BEGIN EXTRACTED MATERIAL

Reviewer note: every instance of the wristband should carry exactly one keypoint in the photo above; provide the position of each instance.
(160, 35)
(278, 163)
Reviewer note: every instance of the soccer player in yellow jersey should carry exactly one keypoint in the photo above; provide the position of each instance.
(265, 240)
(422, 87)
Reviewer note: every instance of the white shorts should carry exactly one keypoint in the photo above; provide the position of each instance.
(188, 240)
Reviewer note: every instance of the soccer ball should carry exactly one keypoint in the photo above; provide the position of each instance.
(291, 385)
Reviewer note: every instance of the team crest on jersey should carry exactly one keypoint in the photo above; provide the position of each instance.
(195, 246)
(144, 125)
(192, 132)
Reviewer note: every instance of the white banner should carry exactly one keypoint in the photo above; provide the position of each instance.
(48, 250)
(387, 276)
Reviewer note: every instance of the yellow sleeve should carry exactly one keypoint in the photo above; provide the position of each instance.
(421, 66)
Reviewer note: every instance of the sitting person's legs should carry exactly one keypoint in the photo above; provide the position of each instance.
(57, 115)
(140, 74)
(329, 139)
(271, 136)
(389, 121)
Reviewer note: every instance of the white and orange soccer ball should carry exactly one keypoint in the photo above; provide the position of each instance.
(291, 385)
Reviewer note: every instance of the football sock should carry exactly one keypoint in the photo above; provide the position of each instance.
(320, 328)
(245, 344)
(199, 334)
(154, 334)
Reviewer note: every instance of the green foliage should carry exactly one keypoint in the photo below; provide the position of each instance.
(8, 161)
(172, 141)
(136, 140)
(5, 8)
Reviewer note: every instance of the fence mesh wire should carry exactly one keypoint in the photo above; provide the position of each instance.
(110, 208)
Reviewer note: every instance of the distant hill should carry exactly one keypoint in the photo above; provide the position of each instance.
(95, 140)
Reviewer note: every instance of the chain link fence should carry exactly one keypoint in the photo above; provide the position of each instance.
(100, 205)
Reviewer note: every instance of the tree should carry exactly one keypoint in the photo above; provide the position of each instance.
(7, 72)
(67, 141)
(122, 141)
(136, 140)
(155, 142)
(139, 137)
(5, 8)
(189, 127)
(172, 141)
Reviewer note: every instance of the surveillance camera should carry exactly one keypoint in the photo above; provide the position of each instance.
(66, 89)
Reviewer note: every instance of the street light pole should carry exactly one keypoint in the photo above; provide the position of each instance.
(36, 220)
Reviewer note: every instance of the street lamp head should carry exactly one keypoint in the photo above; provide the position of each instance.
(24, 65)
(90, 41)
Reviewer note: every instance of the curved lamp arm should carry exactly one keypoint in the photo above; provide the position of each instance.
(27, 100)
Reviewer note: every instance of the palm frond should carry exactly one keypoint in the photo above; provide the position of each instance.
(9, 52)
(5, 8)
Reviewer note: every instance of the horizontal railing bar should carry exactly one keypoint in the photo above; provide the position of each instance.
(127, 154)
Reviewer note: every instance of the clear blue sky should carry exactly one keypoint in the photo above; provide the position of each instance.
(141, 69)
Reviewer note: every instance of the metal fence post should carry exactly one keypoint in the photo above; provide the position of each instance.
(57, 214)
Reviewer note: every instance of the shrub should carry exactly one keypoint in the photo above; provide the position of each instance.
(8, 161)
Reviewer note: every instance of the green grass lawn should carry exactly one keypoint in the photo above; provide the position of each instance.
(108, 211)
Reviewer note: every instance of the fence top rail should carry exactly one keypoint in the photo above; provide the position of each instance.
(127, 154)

END EXTRACTED MATERIAL

Every record, from the first to the last, should be transcribed exactly.

== SOLUTION TO THE PROBLEM ==
Reviewer note: every instance of the wristband should carry exactly one keypoint in the photo above; provide the position of each instance.
(160, 35)
(278, 163)
Reviewer note: every instance of the soccer player in yellow jersey should carry exactly one keypoint in the photo above; provide the position of each instance.
(265, 240)
(422, 87)
Reviewer note: every instance of the white shorts should carry exactly one keypoint in the photo above; provide the position of each instance.
(188, 240)
Reviewer note: every instance of the soccer ball should carry exactly one keypoint in the photo above; provide the position of each instance.
(291, 385)
Reviewer note: every instance of the team crest on jersey should carry exactly one keypoint in the photo above; provide the position of each instance.
(195, 246)
(144, 125)
(192, 132)
Reviewer note: every instance of the white banner should carry exactly one keypoint in the photo above; provide the position of each instance.
(48, 250)
(387, 276)
Reviewer note: every instance of the yellow sleeve should carry exactly one keypoint in the photo above; provide the position of each instance.
(421, 66)
Reviewer note: every instance of the sitting person's legs should carry exactly one keypoint in the photo above; provide the position of each instance.
(57, 115)
(140, 74)
(329, 139)
(271, 136)
(389, 121)
Reviewer note: every instance of the white and orange soccer ball should carry exactly one keypoint in the photo above; provide the position of each instance.
(291, 385)
Reviewer note: every instance of the football sock should carry exactly one keypoint in the photo above; provide the position of each instance.
(320, 328)
(245, 344)
(199, 334)
(154, 334)
Reviewer note: every instance of the green foliage should carry exactly one keypoint in the photo below; provide the position of each instance.
(8, 161)
(172, 141)
(136, 140)
(5, 8)
Reviewer note: every instance of the fence mesh wire should carry exactly one keypoint in the photo above; provide the position of each instance.
(110, 208)
Reviewer note: every instance of the distant hill should carry exactly one keypoint in the photo above; provide the position of each instance.
(95, 140)
Reviewer note: every instance of the chain link fence should carry exactly one keypoint in the photo above; provide the position of each instance.
(100, 205)
Reviewer note: every instance of the tree should carry exactly one keypoint in the photo above; provide the position of each instance.
(7, 72)
(67, 141)
(122, 141)
(136, 140)
(155, 142)
(139, 137)
(5, 8)
(189, 127)
(172, 141)
Reviewer note: every instance of the surveillance camera should carry exactly one keypoint in the photo above; provide the position of each instance.
(66, 89)
Reviewer note: every instance of the street light pole should carry exactly one keypoint in the photo above; provide the position of each instance.
(36, 220)
Reviewer note: every instance of the street lamp head should carry exactly one keypoint in the photo above; provide the position of each instance.
(24, 65)
(90, 41)
Reviewer note: every instance of the curved lamp arm should carry exactly one keypoint in the photo above; provide the position of each instance.
(27, 100)
Reviewer note: every instance of the palm frond should carry exactly one keypoint in the photo above; provide the position of each instance.
(9, 52)
(5, 8)
Reviewer note: every instance of the horizontal railing bar should carry exactly one keypoint in the photo above; provide the position of each instance.
(127, 154)
Reviewer note: every instance of the clear blue sky should carry exactly one keypoint in the photo above; provide the position of each instance.
(141, 69)
Reviewer note: every instance of the metal fence post should carry exactly one keypoint in the photo above; provide the position of each instance.
(57, 214)
Reviewer note: every instance of the shrub should carry exactly one keypoint in the photo above; provide the position of each instance.
(8, 161)
Reviewer note: every instance of the green grass lawn should carry exactly one keypoint in the photo above; provide the position of each instance.
(108, 211)
Reviewer note: every instance of the fence top rail should carry exactly one keypoint in the photo above; provide the position of each instance.
(127, 154)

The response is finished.